▸ **Excerpts of pointing data**:
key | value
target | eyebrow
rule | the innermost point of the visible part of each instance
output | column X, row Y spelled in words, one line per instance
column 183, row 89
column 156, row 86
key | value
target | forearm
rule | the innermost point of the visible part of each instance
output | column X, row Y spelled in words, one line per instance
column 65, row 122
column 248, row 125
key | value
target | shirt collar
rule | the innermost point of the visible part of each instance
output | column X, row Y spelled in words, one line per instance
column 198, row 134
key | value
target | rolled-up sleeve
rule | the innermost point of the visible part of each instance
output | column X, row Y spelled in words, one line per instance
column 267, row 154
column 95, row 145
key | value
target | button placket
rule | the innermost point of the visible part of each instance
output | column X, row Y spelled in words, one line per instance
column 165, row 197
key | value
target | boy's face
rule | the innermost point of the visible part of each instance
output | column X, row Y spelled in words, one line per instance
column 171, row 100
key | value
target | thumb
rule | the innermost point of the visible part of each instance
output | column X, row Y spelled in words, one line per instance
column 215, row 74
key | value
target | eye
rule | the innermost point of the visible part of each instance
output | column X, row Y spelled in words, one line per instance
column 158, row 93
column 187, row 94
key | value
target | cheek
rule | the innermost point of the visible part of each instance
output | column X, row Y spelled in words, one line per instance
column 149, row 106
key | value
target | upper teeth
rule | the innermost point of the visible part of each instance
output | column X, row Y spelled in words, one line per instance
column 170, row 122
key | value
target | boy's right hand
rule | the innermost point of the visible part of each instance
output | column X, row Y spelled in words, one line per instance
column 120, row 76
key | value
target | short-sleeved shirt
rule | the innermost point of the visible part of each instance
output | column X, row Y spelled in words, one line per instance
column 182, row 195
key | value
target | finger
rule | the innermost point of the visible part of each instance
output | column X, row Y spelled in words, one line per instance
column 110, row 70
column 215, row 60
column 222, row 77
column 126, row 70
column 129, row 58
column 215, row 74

▸ **JOB**:
Please return every line of the material that contains the word "shirt".

▸ **TASK ANSWER**:
target | shirt collar
target | short-sleeved shirt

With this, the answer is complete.